*What you should do*. Count the lines in the records below that contain the string "Question", treating uppercase and lowercase letters as different. Reply with the number alone.

** start Entries supplied **

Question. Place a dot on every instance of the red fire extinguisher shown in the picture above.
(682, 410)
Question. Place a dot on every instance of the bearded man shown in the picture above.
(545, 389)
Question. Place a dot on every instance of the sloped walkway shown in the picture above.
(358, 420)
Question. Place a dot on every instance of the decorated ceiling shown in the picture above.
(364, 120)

** end Entries supplied **
** start Entries supplied **

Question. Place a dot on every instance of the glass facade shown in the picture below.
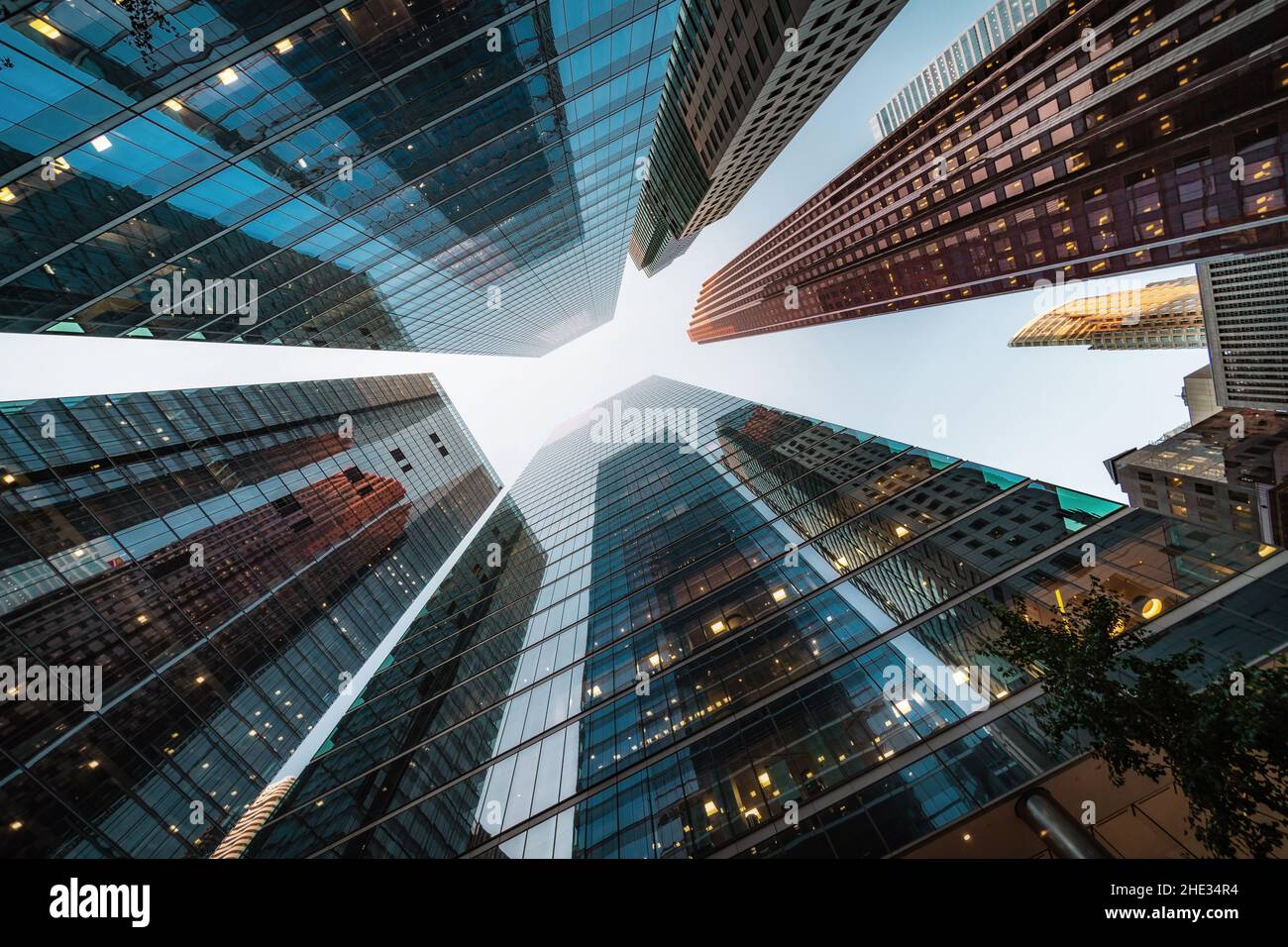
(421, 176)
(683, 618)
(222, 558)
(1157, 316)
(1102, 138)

** end Entries supplied **
** start Entries supplied **

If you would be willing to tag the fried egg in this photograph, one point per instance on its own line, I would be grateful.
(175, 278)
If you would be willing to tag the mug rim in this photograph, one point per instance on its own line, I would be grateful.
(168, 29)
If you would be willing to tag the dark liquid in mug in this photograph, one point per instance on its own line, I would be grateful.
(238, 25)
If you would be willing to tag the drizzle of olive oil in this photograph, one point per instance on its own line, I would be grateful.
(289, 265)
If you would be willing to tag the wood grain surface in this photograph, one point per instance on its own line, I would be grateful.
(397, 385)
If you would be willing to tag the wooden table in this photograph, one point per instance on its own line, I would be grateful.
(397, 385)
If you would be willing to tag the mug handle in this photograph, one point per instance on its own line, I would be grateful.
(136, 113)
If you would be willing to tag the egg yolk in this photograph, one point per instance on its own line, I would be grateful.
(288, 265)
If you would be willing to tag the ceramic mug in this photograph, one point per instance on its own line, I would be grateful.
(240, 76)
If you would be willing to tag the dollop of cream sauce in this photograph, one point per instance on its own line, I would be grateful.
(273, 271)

** end Entries supplied **

*Solution*. 5